▸ TO DO:
A - List every web address that appears in the issue page on adding a SPARQL backend, as it is printed there.
B - Return each line of the rows that contains the string "white". Case counts.

▸ SELECTION:
Add SPARQL backend - Githubissues

gbv / subjects-api

JSKOS Concept Occurrences Provider implementation

https://coli-conc.gbv.de/subjects/

MIT License

0 stars 0 forks source link

Add SPARQL backend #31

Open nichtich opened 1 year ago

nichtich commented 1 year ago

Add a SPARQL backend in addition to SQLite and PostgresSQL (#26). Loading the NTriples dump into Fuseki takes considerably more time and query might be slower as well, but if query performance is acceptable, a SPARQL backend may provide more flexible kind of queries, such as transitive inclusion of narrower concepts.

nichtich commented 1 year ago

See https://labs.onb.ac.at/de/tool/sparql/ for a public SPARQL endpoint (read-only) to experiment with: ANNO (historische Zeitungen) and AKON (historische Postkarten), e.g.

Occurrence:

PREFIX dc: <http://purl.org/dc/elements/1.1/>
SELECT (COUNT(?doc) AS ?c) {
  ?doc dc:subject <http://d-nb.info/gnd/4062901-6> .

▸ RECORDS FOR THIS TASK:
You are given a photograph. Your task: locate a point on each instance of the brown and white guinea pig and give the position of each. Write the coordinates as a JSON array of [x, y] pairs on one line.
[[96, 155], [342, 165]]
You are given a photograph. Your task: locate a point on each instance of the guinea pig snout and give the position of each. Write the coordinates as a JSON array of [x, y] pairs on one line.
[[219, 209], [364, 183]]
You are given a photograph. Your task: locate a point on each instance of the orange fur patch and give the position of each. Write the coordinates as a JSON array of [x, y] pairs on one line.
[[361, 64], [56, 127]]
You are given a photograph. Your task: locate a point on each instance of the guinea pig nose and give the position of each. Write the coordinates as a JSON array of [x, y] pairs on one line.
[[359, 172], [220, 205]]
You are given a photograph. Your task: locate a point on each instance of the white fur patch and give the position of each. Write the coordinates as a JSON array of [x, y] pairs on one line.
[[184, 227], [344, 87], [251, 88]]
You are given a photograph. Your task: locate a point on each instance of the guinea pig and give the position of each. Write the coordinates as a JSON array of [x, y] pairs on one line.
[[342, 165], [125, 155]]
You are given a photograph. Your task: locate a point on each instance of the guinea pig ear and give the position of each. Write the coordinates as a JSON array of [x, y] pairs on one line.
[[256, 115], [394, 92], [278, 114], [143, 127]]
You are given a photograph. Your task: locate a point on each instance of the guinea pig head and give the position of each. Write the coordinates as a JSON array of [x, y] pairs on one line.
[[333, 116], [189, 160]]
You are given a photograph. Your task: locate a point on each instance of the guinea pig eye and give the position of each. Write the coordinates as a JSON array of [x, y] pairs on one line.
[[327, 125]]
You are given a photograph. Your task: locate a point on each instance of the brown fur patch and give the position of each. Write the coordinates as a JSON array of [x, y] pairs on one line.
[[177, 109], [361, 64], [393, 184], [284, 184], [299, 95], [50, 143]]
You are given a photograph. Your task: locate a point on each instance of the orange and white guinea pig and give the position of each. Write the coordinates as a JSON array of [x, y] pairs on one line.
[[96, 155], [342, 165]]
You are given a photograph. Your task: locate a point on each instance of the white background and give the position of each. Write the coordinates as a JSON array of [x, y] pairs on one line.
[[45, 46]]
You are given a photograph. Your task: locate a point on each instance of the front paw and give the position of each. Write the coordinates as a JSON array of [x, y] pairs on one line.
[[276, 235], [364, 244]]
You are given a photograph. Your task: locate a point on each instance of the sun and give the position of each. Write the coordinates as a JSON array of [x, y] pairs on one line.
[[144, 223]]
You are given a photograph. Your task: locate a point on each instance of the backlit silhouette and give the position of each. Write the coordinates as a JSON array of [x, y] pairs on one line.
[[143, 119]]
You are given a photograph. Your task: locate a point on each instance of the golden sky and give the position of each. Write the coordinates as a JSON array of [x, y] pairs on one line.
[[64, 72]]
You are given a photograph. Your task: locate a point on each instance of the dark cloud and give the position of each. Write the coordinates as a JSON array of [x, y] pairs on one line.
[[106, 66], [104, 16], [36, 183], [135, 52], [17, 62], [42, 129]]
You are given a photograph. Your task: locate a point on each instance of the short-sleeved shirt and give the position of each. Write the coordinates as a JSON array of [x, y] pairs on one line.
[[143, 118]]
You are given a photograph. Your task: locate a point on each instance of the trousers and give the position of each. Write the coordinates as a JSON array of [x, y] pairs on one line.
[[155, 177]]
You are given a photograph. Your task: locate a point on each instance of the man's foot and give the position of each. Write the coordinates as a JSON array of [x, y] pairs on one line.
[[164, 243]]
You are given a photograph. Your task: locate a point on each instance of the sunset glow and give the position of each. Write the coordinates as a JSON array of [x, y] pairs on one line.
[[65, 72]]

▸ THE RESULTS:
A -
https://coli-conc.gbv.de/subjects/
https://labs.onb.ac.at/de/tool/sparql/
http://purl.org/dc/elements/1.1/
http://d-nb.info/gnd/4062901-6

B -
You are given a photograph. Your task: locate a point on each instance of the brown and white guinea pig and give the position of each. Write the coordinates as a JSON array of [x, y] pairs on one line.
You are given a photograph. Your task: locate a point on each instance of the white fur patch and give the position of each. Write the coordinates as a JSON array of [x, y] pairs on one line.
You are given a photograph. Your task: locate a point on each instance of the orange and white guinea pig and give the position of each. Write the coordinates as a JSON array of [x, y] pairs on one line.
You are given a photograph. Your task: locate a point on each instance of the white background and give the position of each. Write the coordinates as a JSON array of [x, y] pairs on one line.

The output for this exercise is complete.